Given task
Pull from the data below every line that contains the word "should", and copy each such line in full.

The data
- - -
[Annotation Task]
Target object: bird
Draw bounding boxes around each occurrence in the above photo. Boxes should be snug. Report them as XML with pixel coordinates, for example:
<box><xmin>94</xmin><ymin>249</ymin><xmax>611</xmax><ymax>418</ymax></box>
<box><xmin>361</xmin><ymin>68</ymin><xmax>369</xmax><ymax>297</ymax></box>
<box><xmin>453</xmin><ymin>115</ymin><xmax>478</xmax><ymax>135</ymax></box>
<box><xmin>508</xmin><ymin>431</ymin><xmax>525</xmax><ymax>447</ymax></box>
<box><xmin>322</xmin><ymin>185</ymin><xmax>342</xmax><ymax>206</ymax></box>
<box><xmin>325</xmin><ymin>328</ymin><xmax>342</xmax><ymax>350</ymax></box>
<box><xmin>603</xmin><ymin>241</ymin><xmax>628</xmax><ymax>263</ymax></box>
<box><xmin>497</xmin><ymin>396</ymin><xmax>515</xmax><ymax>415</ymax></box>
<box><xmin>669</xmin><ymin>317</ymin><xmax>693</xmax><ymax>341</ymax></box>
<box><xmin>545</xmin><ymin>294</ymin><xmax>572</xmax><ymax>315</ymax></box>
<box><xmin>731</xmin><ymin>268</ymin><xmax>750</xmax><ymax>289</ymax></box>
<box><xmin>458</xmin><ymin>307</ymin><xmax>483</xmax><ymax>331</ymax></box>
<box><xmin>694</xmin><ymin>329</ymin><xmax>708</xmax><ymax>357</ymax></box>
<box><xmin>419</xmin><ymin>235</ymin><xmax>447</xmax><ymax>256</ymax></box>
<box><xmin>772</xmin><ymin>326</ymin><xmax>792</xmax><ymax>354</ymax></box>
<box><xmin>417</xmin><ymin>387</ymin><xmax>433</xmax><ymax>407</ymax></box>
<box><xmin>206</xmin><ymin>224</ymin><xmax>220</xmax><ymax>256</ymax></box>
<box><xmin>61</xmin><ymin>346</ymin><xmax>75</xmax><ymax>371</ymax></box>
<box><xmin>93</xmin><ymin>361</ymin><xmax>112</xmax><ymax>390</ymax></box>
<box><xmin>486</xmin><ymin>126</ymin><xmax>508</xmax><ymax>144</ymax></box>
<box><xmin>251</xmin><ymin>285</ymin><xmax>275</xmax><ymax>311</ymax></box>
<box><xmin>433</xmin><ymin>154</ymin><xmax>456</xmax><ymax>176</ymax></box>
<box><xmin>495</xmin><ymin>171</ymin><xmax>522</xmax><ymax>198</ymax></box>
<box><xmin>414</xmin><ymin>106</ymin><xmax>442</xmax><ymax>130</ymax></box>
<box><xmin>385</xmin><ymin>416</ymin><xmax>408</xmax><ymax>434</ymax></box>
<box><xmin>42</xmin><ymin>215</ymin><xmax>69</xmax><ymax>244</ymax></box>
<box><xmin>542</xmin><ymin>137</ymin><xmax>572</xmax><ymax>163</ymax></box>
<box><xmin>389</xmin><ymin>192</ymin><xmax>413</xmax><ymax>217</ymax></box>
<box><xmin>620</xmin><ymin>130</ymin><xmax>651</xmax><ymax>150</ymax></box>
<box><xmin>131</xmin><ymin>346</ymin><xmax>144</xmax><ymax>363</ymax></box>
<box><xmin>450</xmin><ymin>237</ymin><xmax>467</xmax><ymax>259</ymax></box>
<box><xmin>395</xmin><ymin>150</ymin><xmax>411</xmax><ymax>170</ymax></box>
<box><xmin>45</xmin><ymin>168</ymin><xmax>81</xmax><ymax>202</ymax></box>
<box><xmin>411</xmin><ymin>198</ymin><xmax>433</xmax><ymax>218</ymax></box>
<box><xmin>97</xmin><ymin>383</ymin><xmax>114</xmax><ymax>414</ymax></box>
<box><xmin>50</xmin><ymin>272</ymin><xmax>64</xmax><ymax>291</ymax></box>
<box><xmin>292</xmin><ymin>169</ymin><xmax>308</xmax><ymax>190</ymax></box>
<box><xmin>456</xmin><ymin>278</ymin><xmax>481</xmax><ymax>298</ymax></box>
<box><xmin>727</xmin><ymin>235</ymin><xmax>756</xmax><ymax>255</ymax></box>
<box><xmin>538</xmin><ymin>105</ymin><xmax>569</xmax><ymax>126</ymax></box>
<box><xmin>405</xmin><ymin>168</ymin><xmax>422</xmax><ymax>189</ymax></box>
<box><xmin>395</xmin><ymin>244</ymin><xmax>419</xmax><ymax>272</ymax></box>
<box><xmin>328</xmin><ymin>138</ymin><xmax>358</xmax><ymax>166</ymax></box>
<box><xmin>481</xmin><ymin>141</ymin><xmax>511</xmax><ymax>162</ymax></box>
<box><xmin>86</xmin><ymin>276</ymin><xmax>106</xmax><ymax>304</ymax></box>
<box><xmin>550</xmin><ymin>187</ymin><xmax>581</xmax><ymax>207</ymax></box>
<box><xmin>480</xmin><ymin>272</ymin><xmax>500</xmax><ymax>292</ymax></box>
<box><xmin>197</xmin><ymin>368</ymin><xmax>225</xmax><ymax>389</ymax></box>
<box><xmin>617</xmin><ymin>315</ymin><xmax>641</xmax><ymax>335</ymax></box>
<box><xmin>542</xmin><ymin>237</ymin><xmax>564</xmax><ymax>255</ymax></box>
- - -
Result of this exercise
Draw bounding boxes around each occurrence in the above photo. Boxes should be snug. Report them as XML with pixel coordinates, for example:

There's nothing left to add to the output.